REQUIRED WORK: What is needed is an exact copy of every entry below, minus the images.
-=-=-=-=-
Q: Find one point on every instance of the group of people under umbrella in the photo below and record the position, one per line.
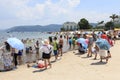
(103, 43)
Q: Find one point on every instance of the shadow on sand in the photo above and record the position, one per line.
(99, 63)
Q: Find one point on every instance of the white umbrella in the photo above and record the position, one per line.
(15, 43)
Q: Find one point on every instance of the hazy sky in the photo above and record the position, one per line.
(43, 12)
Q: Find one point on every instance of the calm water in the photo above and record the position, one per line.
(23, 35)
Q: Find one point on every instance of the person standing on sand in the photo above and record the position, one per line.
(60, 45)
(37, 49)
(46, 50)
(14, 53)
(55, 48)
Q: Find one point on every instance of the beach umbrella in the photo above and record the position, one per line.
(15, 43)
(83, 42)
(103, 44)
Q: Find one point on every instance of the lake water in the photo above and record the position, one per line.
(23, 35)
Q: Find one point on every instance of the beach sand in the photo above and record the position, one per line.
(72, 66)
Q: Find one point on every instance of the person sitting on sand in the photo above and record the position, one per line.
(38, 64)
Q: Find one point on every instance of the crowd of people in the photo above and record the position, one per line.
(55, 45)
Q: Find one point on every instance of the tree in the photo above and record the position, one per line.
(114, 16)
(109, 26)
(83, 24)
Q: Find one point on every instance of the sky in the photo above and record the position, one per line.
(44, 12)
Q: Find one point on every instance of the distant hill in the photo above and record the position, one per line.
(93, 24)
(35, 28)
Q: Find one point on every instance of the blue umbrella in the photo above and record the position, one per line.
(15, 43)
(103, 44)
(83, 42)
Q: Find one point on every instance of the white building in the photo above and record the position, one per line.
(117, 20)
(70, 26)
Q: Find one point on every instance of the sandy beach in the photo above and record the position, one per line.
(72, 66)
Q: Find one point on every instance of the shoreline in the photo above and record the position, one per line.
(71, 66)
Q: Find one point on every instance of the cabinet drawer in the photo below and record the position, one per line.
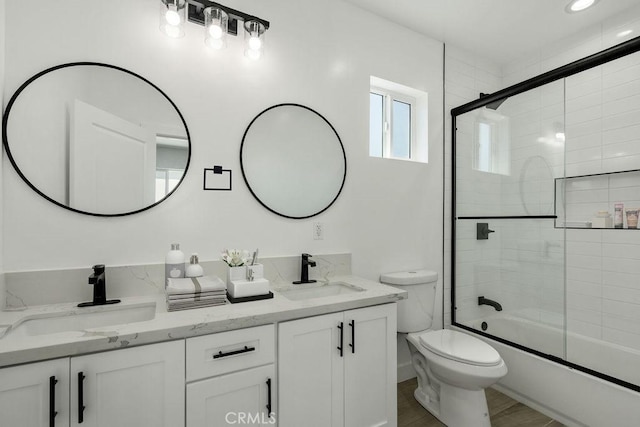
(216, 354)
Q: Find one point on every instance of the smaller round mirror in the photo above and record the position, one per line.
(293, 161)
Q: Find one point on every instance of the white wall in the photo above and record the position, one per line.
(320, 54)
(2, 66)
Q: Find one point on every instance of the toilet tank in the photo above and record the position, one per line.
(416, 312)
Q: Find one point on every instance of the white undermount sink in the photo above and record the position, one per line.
-=-=-=-=-
EXERCISE RESULT:
Q: Find one point on every instance of the group of people under umbrella in the photo below and record the position, one per line.
(103, 43)
Q: Find one point on every instance of the shadow on sand in the photo above and record the position, one per line.
(99, 63)
Q: Find one point on every instance of the white umbrella in the photo above and record the position, one per line.
(15, 43)
Q: Find one point on every instance of the hazy sky in the photo above and record the position, one per line.
(43, 12)
Q: Find one point on every instance of the calm water in the photo above and record the position, one per line.
(23, 35)
Q: Find one point on every instance of the person standing on sand in the photo above and record the position, one per line.
(60, 45)
(37, 49)
(46, 50)
(14, 53)
(55, 48)
Q: Find one point on every instance of the beach umbrella in the photo above and record the position, one per line.
(15, 43)
(83, 42)
(103, 44)
Q: Find one point on every instance of the lake water in the photo above and record the position, one per line.
(23, 35)
Q: Find one point on every instance of the beach sand in the photo above and record the position, one per line.
(72, 66)
Q: Find one point on every instance of the person sitting on sand in the photo above and record the position, one per line.
(38, 64)
Q: Find one point on every instance of the crowd of people in the photo above and record the position, one per line.
(55, 45)
Q: Find one point on every instance of the tree in the photo above and record the position, one per line.
(114, 16)
(109, 26)
(83, 24)
Q: Find one point on every instance of the sky in the photo above and record the position, one per line.
(44, 12)
Q: Find one point on every instance of the distant hill in the photo above and record the position, one per line.
(93, 24)
(35, 28)
Q: Find one point on every instance of the blue umbrella in the photo above and record the position, one per line.
(15, 43)
(103, 44)
(83, 42)
Q: Find one point on every instance of the white building in the photo above and record the position, one per line.
(117, 20)
(70, 26)
Q: Find one point on every instance of the sandy beach in the photo above and record the position, one per line.
(72, 66)
Q: Find one point on every instance of the shoreline in the photo above and record the position, one per line.
(71, 66)
Q: Find one point on every instance of the cabinet drawer in the photo below and record the position, one per line.
(216, 354)
Q: Find one point on every instance of the smaller round mirror in the photo above and record the position, one per line.
(293, 161)
Q: Find one point on every instance of the white wall in the photo above and record the position, one per line.
(320, 54)
(2, 66)
Q: Find one point on every instance of the toilet tank in the photo above and record the position, one per line.
(416, 312)
Q: Find one point on every instance of the white undermount sink in the photo above and record the position, one per line.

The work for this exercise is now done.